Your instructions:
Rewrite the items below, replacing every "black door" with "dark doorway" and leaving everything else unchanged. Omit the pictures from your answer.
***** Given data
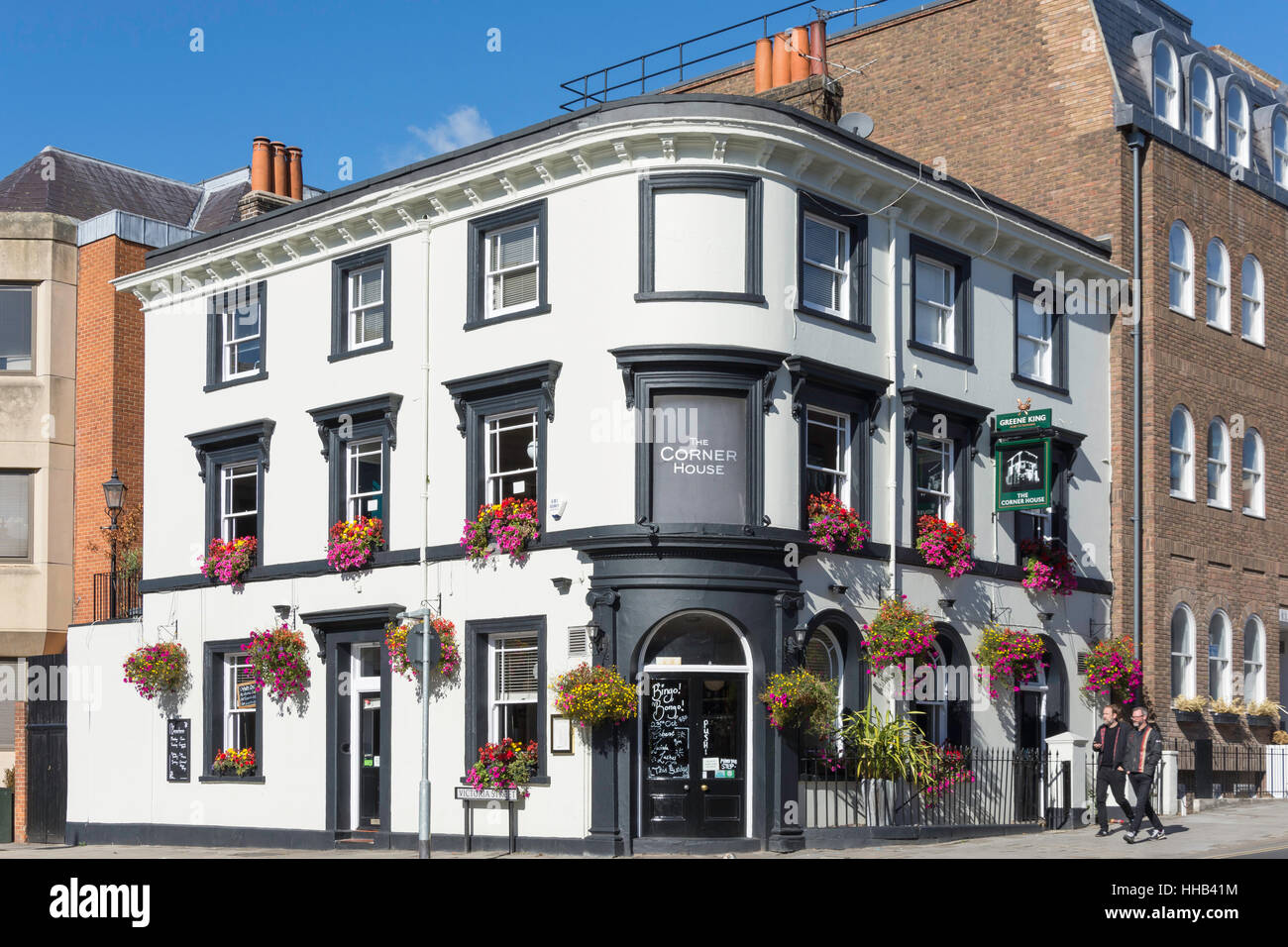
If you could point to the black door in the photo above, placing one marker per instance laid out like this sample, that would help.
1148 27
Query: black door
695 755
47 749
**********
Result below:
If you could point to the dark doorway in the photo above, placing one marker per instance laid out like this sample, that would help.
1148 27
Query: dark doorway
695 755
47 749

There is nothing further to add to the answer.